**Work required**
Please return the forum thread on disconnecting the supply word for word, from "## chrisb271 (Jul" up to and including "for doing such.".

##### Passage provided

# New member - supply question



## romexrocket (Oct 3, 2007)

Russell said:


> Hi, i trained as electrician with British Steel, now want to move into domestic instalation, and have some questions if anyone can advise:
> If I am working on the CU how do I get the supply disconnected, the incoming cable has wire crimps on so i guess i don't remove them, who do i contact? Also if i am doing a partial rewire and want the CU supply OFF then how do i go about having power to work with?


 
Probably have to get a temporary saw pole for temp power.


----------



## chrisb271 (Jul 6, 2007)

Hi Russell,you need to contact your electricity supplier to make alterations to your metering and supply layout,they then put you a 100 amp switch in the tails to your consumer unit you then can isolate your supply as and when you like.
This service will cost you though.

I have seen the seals cut on the cut out fuse BUT I DON'T AGREE WITH THIS WAY OF DOING THINGS.
The metering people usually just come along and reseal it though.
When i worked for the supply company they used to fine people for doing such.


Chris


----------



## frank (Feb 6, 2007)

Russell

Just to add to Chris's comments. You can break the supply fuse seal if you are registered with the Supply Company.But you must first notify them and then reseal with a temporary seal pack they will have provided. Where you cannot contact them prior to breaking the seal - as in the case of refitting a hazardous Mains Incomer etc - you must again reseal and notify later. This is the situation with Yorkshire Electric and NorWeb so I guess all other Companies are the same.

Frank


----------



## Tricky4a (Dec 15, 2007)

##########
##### Extracted records

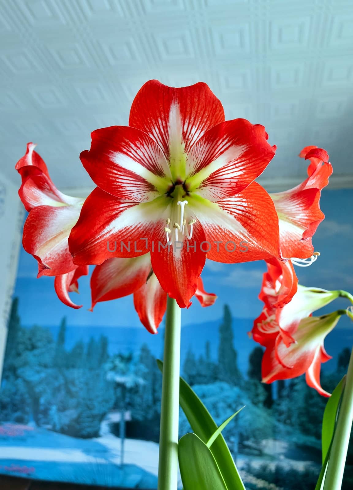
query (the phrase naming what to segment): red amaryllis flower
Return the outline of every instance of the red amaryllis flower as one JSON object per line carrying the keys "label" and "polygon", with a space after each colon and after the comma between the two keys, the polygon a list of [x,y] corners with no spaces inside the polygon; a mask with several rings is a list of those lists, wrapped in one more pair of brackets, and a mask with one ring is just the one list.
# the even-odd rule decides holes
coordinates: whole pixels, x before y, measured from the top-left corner
{"label": "red amaryllis flower", "polygon": [[[93,310],[100,301],[133,294],[140,319],[151,333],[157,333],[167,306],[167,293],[152,270],[149,253],[131,259],[108,259],[97,266],[91,278]],[[201,277],[195,296],[202,306],[213,304],[217,296],[206,293]]]}
{"label": "red amaryllis flower", "polygon": [[25,155],[15,168],[22,184],[19,195],[28,216],[24,227],[23,244],[38,263],[38,277],[56,276],[55,291],[59,299],[73,308],[80,308],[68,293],[77,289],[77,280],[88,273],[88,266],[73,262],[68,238],[77,221],[84,199],[63,194],[53,184],[36,145],[28,143]]}
{"label": "red amaryllis flower", "polygon": [[76,264],[149,252],[162,288],[184,307],[206,253],[227,263],[278,255],[275,207],[253,182],[276,149],[263,126],[225,121],[204,83],[156,80],[138,93],[129,124],[94,131],[81,153],[98,187],[70,237]]}
{"label": "red amaryllis flower", "polygon": [[295,343],[287,347],[280,340],[272,340],[266,346],[262,359],[262,381],[296,378],[305,373],[306,382],[324,396],[329,396],[321,387],[321,363],[330,359],[324,347],[325,337],[336,326],[346,310],[323,317],[309,317],[302,320],[293,334]]}
{"label": "red amaryllis flower", "polygon": [[289,347],[295,342],[294,334],[300,321],[340,294],[340,291],[328,291],[298,285],[292,300],[280,308],[265,303],[261,315],[254,321],[251,332],[253,340],[265,346],[275,341],[276,348],[281,342]]}
{"label": "red amaryllis flower", "polygon": [[307,178],[289,191],[270,195],[278,215],[281,256],[286,259],[312,255],[311,238],[325,218],[320,209],[321,191],[332,172],[322,148],[306,147],[299,156],[310,161]]}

##########

**Answer to the exercise**
## chrisb271 (Jul 6, 2007)

Hi Russell,you need to contact your electricity supplier to make alterations to your metering and supply layout,they then put you a 100 amp switch in the tails to your consumer unit you then can isolate your supply as and when you like.
This service will cost you though.

I have seen the seals cut on the cut out fuse BUT I DON'T AGREE WITH THIS WAY OF DOING THINGS.
The metering people usually just come along and reseal it though.
When i worked for the supply company they used to fine people for doing such.